Segment Open
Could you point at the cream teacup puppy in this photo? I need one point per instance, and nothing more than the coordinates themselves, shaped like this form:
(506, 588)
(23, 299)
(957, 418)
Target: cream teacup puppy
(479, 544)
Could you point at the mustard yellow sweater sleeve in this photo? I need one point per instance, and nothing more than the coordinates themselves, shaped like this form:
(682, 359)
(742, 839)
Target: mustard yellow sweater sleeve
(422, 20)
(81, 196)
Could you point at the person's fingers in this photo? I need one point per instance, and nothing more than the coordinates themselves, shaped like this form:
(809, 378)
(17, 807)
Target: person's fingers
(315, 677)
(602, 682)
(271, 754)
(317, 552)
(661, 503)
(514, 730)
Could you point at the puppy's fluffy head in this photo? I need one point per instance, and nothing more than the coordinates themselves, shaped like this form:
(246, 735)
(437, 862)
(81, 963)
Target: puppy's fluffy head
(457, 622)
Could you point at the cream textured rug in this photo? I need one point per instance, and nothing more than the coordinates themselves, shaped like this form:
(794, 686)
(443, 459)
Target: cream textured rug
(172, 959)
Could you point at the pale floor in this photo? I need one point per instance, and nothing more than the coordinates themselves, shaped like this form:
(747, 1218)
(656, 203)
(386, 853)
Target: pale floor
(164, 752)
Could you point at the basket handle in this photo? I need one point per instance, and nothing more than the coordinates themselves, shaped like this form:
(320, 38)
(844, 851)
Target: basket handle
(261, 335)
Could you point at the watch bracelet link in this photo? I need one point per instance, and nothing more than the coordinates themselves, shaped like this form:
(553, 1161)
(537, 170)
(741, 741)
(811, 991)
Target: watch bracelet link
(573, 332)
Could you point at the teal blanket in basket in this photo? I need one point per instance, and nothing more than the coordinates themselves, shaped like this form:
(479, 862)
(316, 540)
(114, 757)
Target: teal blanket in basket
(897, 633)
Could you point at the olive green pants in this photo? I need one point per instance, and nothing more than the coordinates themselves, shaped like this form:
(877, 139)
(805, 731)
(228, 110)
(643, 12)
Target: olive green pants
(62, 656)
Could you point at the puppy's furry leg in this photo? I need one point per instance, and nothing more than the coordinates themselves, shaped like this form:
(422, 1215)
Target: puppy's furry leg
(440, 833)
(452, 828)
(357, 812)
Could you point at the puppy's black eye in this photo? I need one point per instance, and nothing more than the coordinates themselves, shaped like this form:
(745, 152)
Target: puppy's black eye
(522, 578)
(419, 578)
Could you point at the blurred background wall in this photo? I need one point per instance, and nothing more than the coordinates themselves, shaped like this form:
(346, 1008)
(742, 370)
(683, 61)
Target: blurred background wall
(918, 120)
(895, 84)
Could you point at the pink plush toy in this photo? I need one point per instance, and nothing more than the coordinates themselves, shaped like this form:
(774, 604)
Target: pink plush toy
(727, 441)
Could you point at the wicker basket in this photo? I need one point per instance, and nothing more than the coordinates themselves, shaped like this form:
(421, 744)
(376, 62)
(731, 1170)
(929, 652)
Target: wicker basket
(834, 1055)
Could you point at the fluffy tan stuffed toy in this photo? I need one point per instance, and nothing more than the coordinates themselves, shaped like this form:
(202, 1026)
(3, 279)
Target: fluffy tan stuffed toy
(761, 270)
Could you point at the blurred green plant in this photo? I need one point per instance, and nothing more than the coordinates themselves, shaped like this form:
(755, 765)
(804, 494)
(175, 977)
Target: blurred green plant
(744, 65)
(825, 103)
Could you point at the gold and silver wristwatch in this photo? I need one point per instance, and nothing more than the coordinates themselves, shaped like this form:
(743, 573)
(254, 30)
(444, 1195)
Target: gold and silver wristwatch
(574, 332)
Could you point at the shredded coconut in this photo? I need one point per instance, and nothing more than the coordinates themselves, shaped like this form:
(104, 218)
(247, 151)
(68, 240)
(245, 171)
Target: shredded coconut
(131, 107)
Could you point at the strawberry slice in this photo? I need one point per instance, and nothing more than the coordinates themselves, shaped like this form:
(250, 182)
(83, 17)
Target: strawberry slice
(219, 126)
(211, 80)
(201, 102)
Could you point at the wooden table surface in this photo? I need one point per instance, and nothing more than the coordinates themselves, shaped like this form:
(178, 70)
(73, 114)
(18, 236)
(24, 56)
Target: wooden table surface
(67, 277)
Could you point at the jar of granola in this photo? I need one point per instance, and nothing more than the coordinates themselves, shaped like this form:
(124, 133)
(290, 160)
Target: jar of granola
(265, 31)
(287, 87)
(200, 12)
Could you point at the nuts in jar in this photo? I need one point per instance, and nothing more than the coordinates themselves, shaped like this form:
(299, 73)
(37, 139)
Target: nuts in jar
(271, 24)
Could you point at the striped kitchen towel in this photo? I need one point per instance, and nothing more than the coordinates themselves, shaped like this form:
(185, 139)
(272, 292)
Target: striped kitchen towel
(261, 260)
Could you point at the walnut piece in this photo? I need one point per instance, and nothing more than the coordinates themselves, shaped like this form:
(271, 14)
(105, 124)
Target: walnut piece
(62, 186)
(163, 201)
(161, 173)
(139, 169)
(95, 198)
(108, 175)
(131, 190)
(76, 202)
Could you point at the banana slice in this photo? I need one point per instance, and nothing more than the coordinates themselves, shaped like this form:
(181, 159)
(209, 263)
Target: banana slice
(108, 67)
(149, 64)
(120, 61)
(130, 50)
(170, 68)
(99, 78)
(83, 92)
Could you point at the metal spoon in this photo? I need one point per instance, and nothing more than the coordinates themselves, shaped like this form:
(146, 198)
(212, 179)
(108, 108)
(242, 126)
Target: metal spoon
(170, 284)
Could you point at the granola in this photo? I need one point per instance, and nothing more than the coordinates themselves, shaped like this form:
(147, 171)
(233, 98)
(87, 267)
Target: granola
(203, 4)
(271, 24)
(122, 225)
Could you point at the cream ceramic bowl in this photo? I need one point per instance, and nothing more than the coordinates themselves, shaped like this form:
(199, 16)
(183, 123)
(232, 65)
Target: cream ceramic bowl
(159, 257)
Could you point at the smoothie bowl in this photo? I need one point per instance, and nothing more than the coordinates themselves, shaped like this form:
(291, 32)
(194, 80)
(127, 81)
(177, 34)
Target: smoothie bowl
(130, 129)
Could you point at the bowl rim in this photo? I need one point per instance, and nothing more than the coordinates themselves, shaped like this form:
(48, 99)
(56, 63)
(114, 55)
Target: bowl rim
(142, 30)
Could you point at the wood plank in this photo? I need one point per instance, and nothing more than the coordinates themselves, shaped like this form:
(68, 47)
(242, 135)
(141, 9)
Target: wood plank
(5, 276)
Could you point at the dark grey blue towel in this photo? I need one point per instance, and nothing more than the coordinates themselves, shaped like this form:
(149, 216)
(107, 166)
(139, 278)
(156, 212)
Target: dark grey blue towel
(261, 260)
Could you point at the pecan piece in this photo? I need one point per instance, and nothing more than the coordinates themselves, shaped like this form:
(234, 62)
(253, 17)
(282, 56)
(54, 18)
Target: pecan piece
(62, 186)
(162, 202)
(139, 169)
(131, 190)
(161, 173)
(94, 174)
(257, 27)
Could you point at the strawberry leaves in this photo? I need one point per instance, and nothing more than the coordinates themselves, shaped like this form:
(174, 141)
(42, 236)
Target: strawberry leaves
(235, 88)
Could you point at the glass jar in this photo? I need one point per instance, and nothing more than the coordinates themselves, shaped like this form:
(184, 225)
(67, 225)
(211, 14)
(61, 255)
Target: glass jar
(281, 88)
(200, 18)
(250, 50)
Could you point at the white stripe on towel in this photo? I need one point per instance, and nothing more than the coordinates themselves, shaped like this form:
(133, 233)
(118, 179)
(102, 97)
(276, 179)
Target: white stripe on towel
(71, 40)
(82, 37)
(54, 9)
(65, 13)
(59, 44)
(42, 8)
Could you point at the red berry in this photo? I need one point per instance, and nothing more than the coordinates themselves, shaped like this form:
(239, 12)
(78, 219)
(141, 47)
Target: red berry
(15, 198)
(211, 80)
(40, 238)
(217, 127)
Segment Closed
TASK BRIEF:
Above are the lines; repeat exactly the ones from the line containing "Target: puppy's furry leg" down to the line containing "Could you point at the wicker", both inclusive.

THE ANSWER:
Target: puppy's furry leg
(440, 833)
(452, 828)
(357, 812)
Could you point at the puppy's black eye in this photo? I need one point per instance, and nothing more than the coordinates themselves, shaped like this form:
(745, 152)
Target: puppy's black eye
(522, 578)
(419, 578)
Could you point at the blurred background wall in this photo? I need one point per instance, and nothing more than the coordinates themselves, shaped like this form:
(346, 1008)
(742, 370)
(683, 61)
Target: blurred background wall
(918, 120)
(895, 84)
Could you point at the pink plush toy in this photo? I need one point per instance, and nothing more than the coordinates themselves, shaped like this form:
(774, 604)
Target: pink plush toy
(727, 441)
Could you point at the wicker basket in this photo? I need one point per instance, and nothing more than the coordinates themselves, shaped like this form:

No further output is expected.